TASK GOAL.
Please count the lines in the records below that contain the word "Find". Reply with that number alone.

■ ■ ■

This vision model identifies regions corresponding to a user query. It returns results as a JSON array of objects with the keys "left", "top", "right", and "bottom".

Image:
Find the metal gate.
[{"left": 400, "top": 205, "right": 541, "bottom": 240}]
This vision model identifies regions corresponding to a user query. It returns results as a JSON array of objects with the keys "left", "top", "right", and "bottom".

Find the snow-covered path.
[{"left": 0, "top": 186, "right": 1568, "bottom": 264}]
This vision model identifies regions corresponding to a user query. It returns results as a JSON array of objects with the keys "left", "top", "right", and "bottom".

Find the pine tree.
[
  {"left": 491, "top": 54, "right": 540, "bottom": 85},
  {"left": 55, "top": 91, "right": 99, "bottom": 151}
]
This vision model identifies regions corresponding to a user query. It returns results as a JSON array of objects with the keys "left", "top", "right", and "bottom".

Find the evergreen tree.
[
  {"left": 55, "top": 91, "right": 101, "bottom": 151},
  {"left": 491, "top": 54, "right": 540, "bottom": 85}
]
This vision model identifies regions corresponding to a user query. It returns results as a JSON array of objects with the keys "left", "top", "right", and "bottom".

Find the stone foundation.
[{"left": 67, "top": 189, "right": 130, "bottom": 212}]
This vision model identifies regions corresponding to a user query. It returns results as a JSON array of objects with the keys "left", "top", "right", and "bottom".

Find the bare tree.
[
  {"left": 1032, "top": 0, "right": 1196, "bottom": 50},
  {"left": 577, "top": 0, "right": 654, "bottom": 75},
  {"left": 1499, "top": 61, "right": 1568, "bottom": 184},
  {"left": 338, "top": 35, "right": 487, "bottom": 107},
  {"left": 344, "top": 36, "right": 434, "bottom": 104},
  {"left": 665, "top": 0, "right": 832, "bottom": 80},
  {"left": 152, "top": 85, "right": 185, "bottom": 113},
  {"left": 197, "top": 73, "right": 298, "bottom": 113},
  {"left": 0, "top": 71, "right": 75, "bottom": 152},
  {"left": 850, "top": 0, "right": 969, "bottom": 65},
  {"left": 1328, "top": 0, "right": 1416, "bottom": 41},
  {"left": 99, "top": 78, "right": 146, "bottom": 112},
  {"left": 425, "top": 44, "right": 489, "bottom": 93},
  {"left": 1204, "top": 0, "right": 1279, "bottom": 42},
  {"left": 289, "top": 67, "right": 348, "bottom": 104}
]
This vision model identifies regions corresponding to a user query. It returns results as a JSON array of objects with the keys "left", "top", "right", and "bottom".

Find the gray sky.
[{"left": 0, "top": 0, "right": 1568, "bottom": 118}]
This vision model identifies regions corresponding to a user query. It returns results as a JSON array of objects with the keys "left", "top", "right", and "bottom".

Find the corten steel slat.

■ ■ ■

RESULT.
8